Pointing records
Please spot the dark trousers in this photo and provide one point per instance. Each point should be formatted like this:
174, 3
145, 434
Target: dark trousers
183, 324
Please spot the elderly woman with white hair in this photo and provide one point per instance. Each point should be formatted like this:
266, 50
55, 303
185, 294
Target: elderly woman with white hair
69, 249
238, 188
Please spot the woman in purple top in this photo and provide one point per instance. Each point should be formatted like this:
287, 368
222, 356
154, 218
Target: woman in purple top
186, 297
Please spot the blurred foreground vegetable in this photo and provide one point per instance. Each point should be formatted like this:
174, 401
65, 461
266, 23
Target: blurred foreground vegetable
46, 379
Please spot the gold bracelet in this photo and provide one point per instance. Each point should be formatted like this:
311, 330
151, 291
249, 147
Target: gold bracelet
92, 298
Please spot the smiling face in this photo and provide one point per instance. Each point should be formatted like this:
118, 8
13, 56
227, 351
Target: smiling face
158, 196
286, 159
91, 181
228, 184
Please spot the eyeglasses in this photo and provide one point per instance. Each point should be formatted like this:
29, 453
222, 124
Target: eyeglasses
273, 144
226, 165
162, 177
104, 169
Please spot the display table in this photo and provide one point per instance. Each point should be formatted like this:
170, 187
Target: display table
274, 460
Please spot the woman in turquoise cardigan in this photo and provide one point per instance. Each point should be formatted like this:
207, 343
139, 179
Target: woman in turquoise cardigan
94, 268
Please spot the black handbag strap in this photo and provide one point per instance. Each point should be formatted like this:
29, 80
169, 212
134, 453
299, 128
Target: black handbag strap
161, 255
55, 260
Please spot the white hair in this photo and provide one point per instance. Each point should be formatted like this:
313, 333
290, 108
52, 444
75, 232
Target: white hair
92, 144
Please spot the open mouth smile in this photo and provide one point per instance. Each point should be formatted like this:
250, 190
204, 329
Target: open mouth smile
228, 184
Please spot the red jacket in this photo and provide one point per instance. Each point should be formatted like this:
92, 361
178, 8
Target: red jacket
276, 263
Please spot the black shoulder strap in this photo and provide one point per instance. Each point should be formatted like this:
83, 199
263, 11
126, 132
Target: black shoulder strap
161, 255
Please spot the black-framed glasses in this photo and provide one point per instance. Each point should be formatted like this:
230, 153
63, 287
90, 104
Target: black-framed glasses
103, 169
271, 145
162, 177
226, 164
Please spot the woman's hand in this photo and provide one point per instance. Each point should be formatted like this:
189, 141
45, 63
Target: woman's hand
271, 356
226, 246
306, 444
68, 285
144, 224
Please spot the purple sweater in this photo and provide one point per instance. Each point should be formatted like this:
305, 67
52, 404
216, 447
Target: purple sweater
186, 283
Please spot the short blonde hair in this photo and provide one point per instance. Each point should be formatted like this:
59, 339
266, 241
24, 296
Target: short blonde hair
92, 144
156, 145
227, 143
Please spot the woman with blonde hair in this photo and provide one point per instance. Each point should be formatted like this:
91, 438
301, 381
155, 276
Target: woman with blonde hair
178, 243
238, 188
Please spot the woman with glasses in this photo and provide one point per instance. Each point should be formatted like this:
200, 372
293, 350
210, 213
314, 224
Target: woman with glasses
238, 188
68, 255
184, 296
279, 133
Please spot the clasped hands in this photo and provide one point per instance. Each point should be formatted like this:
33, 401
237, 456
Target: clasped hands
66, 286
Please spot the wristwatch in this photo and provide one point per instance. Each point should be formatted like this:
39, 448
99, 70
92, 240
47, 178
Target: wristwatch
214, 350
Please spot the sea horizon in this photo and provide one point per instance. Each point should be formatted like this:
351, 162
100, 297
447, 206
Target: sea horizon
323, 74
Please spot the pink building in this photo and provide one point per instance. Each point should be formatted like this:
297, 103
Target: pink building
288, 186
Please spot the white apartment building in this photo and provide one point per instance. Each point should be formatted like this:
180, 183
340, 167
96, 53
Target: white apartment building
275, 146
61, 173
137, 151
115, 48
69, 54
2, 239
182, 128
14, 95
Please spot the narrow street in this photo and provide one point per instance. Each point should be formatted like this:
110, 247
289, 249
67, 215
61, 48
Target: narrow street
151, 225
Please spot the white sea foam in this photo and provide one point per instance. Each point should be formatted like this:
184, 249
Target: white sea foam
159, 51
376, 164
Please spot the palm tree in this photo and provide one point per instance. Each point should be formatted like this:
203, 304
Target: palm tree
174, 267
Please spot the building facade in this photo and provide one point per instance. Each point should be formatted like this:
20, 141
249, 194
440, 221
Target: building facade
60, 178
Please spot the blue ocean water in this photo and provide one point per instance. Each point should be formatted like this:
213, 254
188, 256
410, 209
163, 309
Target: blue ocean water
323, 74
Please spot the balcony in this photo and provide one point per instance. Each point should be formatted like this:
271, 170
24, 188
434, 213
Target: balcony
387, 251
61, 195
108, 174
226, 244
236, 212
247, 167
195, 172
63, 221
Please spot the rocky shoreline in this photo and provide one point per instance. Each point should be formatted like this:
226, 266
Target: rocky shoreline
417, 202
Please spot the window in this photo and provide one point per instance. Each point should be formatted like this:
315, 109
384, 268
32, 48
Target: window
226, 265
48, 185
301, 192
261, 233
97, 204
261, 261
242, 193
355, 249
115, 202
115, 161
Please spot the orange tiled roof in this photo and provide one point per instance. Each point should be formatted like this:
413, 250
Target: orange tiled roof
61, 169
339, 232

THE EXERCISE. Turn every line of the records above into a numbered list, skipping any blank lines.

WRITTEN ANSWER.
1. Please spot the dark trousers in this photo and provide one point per instance. Each point should be formatted like this:
2. 174, 3
3. 145, 434
4. Target: dark trousers
5. 183, 324
6. Please spot the elderly woman with white hair in this photo and provide one point per instance. Each point should be formatted like this:
7. 266, 50
8. 55, 303
9. 185, 294
10. Target: elderly woman with white hair
11. 69, 249
12. 238, 188
13. Please spot the woman in purple top in this photo and provide one point per instance. Each point should be formatted like this:
14. 287, 368
15. 222, 356
16. 154, 218
17. Target: woman in purple top
18. 186, 297
19. Please spot the blurred foreground vegetable in this photo and provide one point per instance. Each point should be formatted like this:
20. 174, 401
21. 65, 461
22. 266, 23
23. Target: blurred foreground vegetable
24. 46, 379
25. Please spot the gold bracelet in this photo and provide one point per instance. Each point should be formatted like this:
26. 311, 330
27. 151, 291
28. 249, 147
29. Target: gold bracelet
30. 92, 298
31. Please spot the smiling face in this photo and provide one point per instance. Each point should be formatted like this:
32. 118, 8
33. 13, 56
34. 227, 351
35. Target: smiling face
36. 158, 196
37. 286, 159
38. 91, 181
39. 228, 184
40. Please spot the eyeglasses in this photo and provide one point per instance. Each point should be formatted like this:
41. 29, 453
42. 222, 124
43. Target: eyeglasses
44. 273, 144
45. 226, 165
46. 162, 177
47. 104, 169
48. Please spot the display table in this photo and provide one point per instance. Each point should be formatted like this:
49. 170, 187
50. Target: display table
51. 274, 460
52. Please spot the woman in turquoise cardigan in this photo and provide one point per instance. Each point should be formatted like this:
53. 207, 343
54. 139, 179
55. Target: woman in turquoise cardigan
56. 94, 268
57. Please spot the black handbag strap in this photo and provide one point per instance. Each point should be formatted like this:
58. 29, 80
59. 169, 212
60. 134, 453
61. 299, 128
62. Target: black handbag strap
63. 161, 255
64. 55, 260
65. Please spot the white hair in this photo and provide one point per instance. Each point should be formatted like this:
66. 313, 333
67. 290, 108
68. 52, 444
69. 75, 232
70. Target: white hair
71. 92, 144
72. Please spot the open mouth smile in this photo and provide one point per instance. Each point should be formatted like this:
73. 250, 190
74. 204, 329
75. Target: open mouth smile
76. 228, 184
77. Please spot the red jacket in this photo and provide one point per instance. Each point should be formatted like this:
78. 92, 361
79. 178, 8
80. Target: red jacket
81. 276, 263
82. Please spot the black shoulder strap in this photo and provide one point per instance. Each point should be formatted like this:
83. 83, 199
84. 263, 11
85. 126, 132
86. Target: black shoulder strap
87. 161, 255
88. Please spot the black-framed glasses in this photo and provide one point per instance. Each point should be formatted like this:
89. 230, 153
90. 63, 287
91. 90, 104
92. Target: black-framed glasses
93. 103, 169
94. 271, 145
95. 162, 177
96. 226, 164
97. Please spot the woman's hand in this photo and provide one point per instance. Each point should be formatted like this:
98. 189, 141
99. 45, 63
100. Target: woman's hand
101. 271, 356
102. 226, 246
103. 306, 444
104. 68, 285
105. 144, 224
106. Please spot the purple sweater in this photo and provide one point per instance. Each point should be formatted like this:
107. 305, 67
108. 52, 404
109. 216, 447
110. Target: purple sweater
111. 186, 283
112. Please spot the short blonde hair in this photo and provide one point per instance. Each point should be formatted like this:
113. 59, 339
114. 266, 241
115. 24, 296
116. Target: short blonde hair
117. 92, 144
118. 156, 145
119. 227, 143
120. Please spot the woman with blonde hair in this photo and provide one point per instance. Each point should be formatted like this:
121. 91, 438
122. 301, 381
123. 155, 276
124. Target: woman with blonde hair
125. 178, 243
126. 238, 188
127. Please spot the woman with glasses in this photo and provide one point per instance. Each point should be formatted like this:
128. 200, 372
129. 293, 350
130. 210, 213
131. 314, 224
132. Target: woman with glasses
133. 238, 188
134. 68, 255
135. 184, 296
136. 279, 133
137. Please spot the clasped hands in this photo and provide one point per instance. Each point should be formatted like this:
138. 33, 401
139. 237, 456
140. Target: clasped hands
141. 66, 286
142. Please spot the wristwatch in this photo and provide one point per instance. Each point should be formatted like this:
143. 39, 448
144. 99, 70
145. 92, 240
146. 47, 178
147. Target: wristwatch
148. 214, 350
149. Please spot the sea horizon in this photo and provide one point per instance. Each point should be formatted like this:
150. 351, 162
151. 100, 297
152. 447, 206
153. Target: sea horizon
154. 323, 74
155. Please spot the pink building in this photo and provide one point per instance. Each point should be formatted like this:
156. 297, 103
157. Target: pink building
158. 288, 186
159. Please spot the white apartment building in this photo and provide one point per instance. Each point should be formatted like this:
160. 180, 183
161. 340, 167
162. 96, 53
163. Target: white apartment building
164. 275, 146
165. 61, 173
166. 137, 151
167. 115, 48
168. 69, 54
169. 2, 239
170. 182, 128
171. 14, 95
172. Please spot the narrow street in this photo and provide one point per instance. Each point should be formatted like this:
173. 110, 247
174. 289, 249
175. 67, 215
176. 61, 48
177. Target: narrow street
178. 151, 225
179. Please spot the white sea foam in this photo and provide one point per instance. Each point should be formatted like this:
180. 184, 249
181. Target: white sea foam
182. 159, 51
183. 376, 164
184. Please spot the palm tree in this photo and provide one point per instance. Each point should be formatted like this:
185. 203, 304
186. Target: palm tree
187. 174, 267
188. Please spot the building facade in this photo and provide one point per instance. Each point should be formatted like this:
189. 20, 141
190. 249, 194
191. 440, 221
192. Target: building facade
193. 60, 178
194. Please spot the blue ocean water in this photo and provide one point per instance. Each point should be formatted like this:
195. 213, 254
196. 188, 256
197. 410, 209
198. 163, 309
199. Target: blue ocean water
200. 323, 74
201. Please spot the balcony in this photo and provide one point per instance. Each point should be formatted like this:
202. 271, 170
203. 24, 188
204. 434, 213
205. Target: balcony
206. 387, 251
207. 61, 195
208. 108, 174
209. 226, 244
210. 236, 212
211. 247, 167
212. 195, 172
213. 63, 221
214. Please spot the rocky shoreline in this photo and provide one point per instance. Each point should be formatted like this:
215. 226, 266
216. Target: rocky shoreline
217. 417, 202
218. Please spot the window in this photo and provide one point per instance. Each point should be formatted like this:
219. 315, 109
220. 384, 268
221. 32, 48
222. Target: window
223. 226, 265
224. 48, 185
225. 301, 192
226. 261, 233
227. 97, 204
228. 261, 261
229. 242, 193
230. 355, 249
231. 115, 202
232. 115, 161
233. Please spot the orange tiled roof in this photo and provide one point per instance. Each point should be formatted like this:
234. 413, 250
235. Target: orange tiled roof
236. 61, 169
237. 339, 232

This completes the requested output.